(SHORT EXERCISE A) In the entries, rewrite everything from the line containing "Placement rule: one point per instance of the white" down to the line containing "column 610, row 567", swapping "muddy" for "murky" and leaving the rest untouched. Return only those lines.

Imagine being able to capture images of the vivid night sky with just the click of a mouse. Utah Desert Remote Observatories makes this a reality with their robotic remote astrophotography–and you can get in on the action too!
The business offers different options from their Quonset hut observatory to share their view of the night sky:
- Pier rental–Rent a pier by the month with a one year lease and set up your own telescope with reliable power, on-site security and high speed internet.
- By-the-hour rental–Rent one of their systems remotely by the imaging hour and receive files when it’s done
Craig Stocks, owner of Utah Desert Remote Observatories, was inspired by Deep Sky West, an astronomical imaging observatory in New Mexico, to use a Quonset hut for his observatories.
Deep Sky West uses a 25’ x 34’ corrugated SteelMaster A-model built on a railing system and is controlled by an electric motor designed to move the entire building.
Finding the Perfect Property
Craig searched four states to find the perfect remote desert location with the following criteria:
- Dark sky
- A clear view of the horizon
- Year-round accessibility
- Sufficient space to separate from neighbors,
- Utilities like water and power
- High-speed internet because it’s an internet-based operation
“We eventually found what we were looking for east of Cedar City, [Utah,] north of St. George. That became the home for Utah Desert Remote Observatory. It needed a little bit of work. It was a little rough when we took possession.”

(RAW RECORDS)

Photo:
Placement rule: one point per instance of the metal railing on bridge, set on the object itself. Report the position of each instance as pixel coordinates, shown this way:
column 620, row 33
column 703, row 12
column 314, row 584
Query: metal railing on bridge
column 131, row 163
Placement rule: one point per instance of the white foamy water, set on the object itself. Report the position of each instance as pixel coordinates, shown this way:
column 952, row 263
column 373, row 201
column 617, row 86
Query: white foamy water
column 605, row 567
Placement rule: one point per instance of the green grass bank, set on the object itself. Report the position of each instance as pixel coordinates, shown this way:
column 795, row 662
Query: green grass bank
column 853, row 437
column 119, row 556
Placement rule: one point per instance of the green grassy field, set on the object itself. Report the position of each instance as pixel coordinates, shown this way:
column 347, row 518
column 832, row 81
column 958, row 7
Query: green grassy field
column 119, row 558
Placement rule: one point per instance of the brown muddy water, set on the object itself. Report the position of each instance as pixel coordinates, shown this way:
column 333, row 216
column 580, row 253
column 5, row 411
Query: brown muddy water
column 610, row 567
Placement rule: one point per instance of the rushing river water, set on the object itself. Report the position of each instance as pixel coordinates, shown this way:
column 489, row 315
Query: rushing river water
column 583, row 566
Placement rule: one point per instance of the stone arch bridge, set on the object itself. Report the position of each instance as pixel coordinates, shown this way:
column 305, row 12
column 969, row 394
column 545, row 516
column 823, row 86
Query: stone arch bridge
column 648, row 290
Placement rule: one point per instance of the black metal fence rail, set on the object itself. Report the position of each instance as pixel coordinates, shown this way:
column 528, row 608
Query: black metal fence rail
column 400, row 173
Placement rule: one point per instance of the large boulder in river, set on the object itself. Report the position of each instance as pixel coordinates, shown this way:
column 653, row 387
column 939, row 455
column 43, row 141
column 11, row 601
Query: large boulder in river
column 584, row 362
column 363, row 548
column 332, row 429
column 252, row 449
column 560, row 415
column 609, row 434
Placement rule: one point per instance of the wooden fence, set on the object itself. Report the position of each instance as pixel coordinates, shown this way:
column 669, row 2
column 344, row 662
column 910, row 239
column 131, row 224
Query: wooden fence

(SHORT EXERCISE B)
Answer these questions from the observatory article:
(i) What are the dimensions of the SteelMaster A-model that Deep Sky West uses?
(ii) How long is the lease required for a pier rental?
(iii) The location that was found lies east of which city and north of which city?

(TASK SOLUTION A)
Placement rule: one point per instance of the white foamy water, set on the object itself. Report the position of each instance as pixel coordinates, shown this way:
column 952, row 263
column 373, row 201
column 617, row 86
Query: white foamy water
column 605, row 567
Placement rule: one point per instance of the green grass bank, set on the object itself. Report the position of each instance as pixel coordinates, shown this way:
column 795, row 662
Query: green grass bank
column 853, row 437
column 119, row 556
Placement rule: one point per instance of the green grassy field, set on the object itself. Report the position of each instance as pixel coordinates, shown this way:
column 347, row 518
column 832, row 81
column 958, row 7
Query: green grassy field
column 119, row 558
Placement rule: one point per instance of the brown murky water, set on the object itself. Report the position of each instance as pixel coordinates, shown this way:
column 333, row 216
column 580, row 253
column 5, row 411
Query: brown murky water
column 610, row 567

(TASK SOLUTION B)
(i) 25’ x 34’
(ii) One year
(iii) East of Cedar City and north of St. George